──────── RECORDED DATA

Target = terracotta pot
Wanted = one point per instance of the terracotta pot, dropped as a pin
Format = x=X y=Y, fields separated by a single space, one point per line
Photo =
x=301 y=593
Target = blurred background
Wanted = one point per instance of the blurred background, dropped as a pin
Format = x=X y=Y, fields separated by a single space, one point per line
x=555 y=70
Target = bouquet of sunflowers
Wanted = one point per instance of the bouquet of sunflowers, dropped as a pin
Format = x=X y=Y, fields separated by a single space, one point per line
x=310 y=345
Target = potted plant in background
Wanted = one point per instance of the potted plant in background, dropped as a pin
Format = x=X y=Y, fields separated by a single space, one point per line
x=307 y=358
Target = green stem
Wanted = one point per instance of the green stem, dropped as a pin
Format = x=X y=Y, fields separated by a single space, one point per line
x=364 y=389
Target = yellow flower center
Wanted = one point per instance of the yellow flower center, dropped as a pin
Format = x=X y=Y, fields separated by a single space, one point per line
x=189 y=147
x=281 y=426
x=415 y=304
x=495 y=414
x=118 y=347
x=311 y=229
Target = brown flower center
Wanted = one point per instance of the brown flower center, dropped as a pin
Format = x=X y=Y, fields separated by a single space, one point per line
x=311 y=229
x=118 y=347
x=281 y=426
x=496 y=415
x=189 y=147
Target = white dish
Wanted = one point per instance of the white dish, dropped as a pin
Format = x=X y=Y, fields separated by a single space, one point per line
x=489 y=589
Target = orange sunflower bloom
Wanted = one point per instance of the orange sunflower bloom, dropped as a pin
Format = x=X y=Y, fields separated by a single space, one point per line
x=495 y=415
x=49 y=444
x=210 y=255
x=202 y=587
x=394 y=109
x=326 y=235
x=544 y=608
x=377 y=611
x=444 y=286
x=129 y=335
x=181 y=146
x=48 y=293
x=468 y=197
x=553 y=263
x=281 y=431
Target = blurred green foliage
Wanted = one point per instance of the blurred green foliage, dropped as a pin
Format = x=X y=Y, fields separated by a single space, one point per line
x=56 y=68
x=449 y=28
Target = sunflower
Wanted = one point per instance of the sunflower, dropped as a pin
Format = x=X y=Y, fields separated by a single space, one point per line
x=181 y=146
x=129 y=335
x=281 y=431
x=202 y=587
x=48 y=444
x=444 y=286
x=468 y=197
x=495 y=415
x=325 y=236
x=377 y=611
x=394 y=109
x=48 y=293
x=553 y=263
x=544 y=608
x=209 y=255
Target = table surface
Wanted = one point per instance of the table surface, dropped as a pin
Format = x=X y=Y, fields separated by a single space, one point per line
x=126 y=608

────────────────

- OBJECTIVE -
Could you render all of the data above as a Markdown table with two columns, No. and Entry? Put a row number in No. and one line in Entry, and leave out any blank lines.

- EXERCISE RESPONSE -
| No. | Entry |
|---|---|
| 1 | Target = terracotta pot |
| 2 | Wanted = one point per instance of the terracotta pot, dropped as a pin |
| 3 | Format = x=X y=Y, fields separated by a single space, one point per line |
| 4 | Photo = |
| 5 | x=301 y=593 |
| 6 | Target = blurred background |
| 7 | Wanted = one point per instance of the blurred background, dropped as a pin |
| 8 | Format = x=X y=Y, fields separated by a single space, one point per line |
| 9 | x=555 y=70 |
| 10 | Target = bouquet of sunflowers |
| 11 | Wanted = one point per instance of the bouquet of sunflowers, dropped as a pin |
| 12 | Format = x=X y=Y, fields separated by a single space, one point per line |
| 13 | x=310 y=345 |
| 14 | Target = potted plant in background |
| 15 | Wanted = one point per instance of the potted plant in background, dropped as a pin |
| 16 | Format = x=X y=Y, fields separated by a single space, one point per line |
| 17 | x=307 y=358 |
| 18 | Target = green stem |
| 19 | Wanted = one point per instance of the green stem, dropped as a pin |
| 20 | Format = x=X y=Y, fields separated by a single space, one point per line |
| 21 | x=364 y=389 |
| 22 | Target = yellow flower center |
| 23 | Wanted = one point per instance of the yellow flower center, dropped as a pin |
| 24 | Format = x=X y=Y, fields separated by a single space, one point per line |
| 25 | x=189 y=147 |
| 26 | x=281 y=426 |
| 27 | x=415 y=304 |
| 28 | x=495 y=414 |
| 29 | x=118 y=347 |
| 30 | x=311 y=229 |
| 31 | Target = brown flower center |
| 32 | Wanted = one point per instance of the brown flower center, dropped as a pin |
| 33 | Format = x=X y=Y, fields separated by a single space, one point per line |
| 34 | x=311 y=229 |
| 35 | x=118 y=347 |
| 36 | x=281 y=426 |
| 37 | x=496 y=415 |
| 38 | x=189 y=147 |
| 39 | Target = white dish |
| 40 | Wanted = one point per instance of the white dish, dropped as a pin |
| 41 | Format = x=X y=Y, fields separated by a single space, one point per line |
| 42 | x=489 y=589 |
| 43 | Target = orange sunflower bloom |
| 44 | Wanted = one point per instance of the orange sunflower bloom, dropped as a pin |
| 45 | Format = x=X y=Y, fields separated by a single space, one point per line |
| 46 | x=495 y=415 |
| 47 | x=49 y=444 |
| 48 | x=210 y=255 |
| 49 | x=202 y=587 |
| 50 | x=394 y=109 |
| 51 | x=326 y=235 |
| 52 | x=544 y=608 |
| 53 | x=377 y=611 |
| 54 | x=444 y=286 |
| 55 | x=129 y=335 |
| 56 | x=181 y=146 |
| 57 | x=48 y=293 |
| 58 | x=468 y=197 |
| 59 | x=553 y=263 |
| 60 | x=281 y=431 |
| 61 | Target = blurred green foliage |
| 62 | Wanted = one point per instance of the blurred green foliage, dropped as a pin |
| 63 | Format = x=X y=Y, fields separated by a single space, one point per line |
| 64 | x=56 y=68 |
| 65 | x=449 y=28 |
| 66 | Target = sunflower |
| 67 | Wanted = one point per instance of the sunflower, dropped as a pin |
| 68 | Format = x=X y=Y, fields separated by a single space, one point per line |
| 69 | x=181 y=146 |
| 70 | x=129 y=335 |
| 71 | x=281 y=431 |
| 72 | x=202 y=587 |
| 73 | x=48 y=444 |
| 74 | x=444 y=286 |
| 75 | x=468 y=197 |
| 76 | x=495 y=415 |
| 77 | x=325 y=236 |
| 78 | x=377 y=611 |
| 79 | x=394 y=109 |
| 80 | x=48 y=293 |
| 81 | x=553 y=263 |
| 82 | x=544 y=608 |
| 83 | x=209 y=255 |
| 84 | Target = table surface |
| 85 | Wanted = one point per instance of the table surface, dropped as a pin |
| 86 | Format = x=X y=Y, fields separated by a single space, one point per line |
| 87 | x=126 y=608 |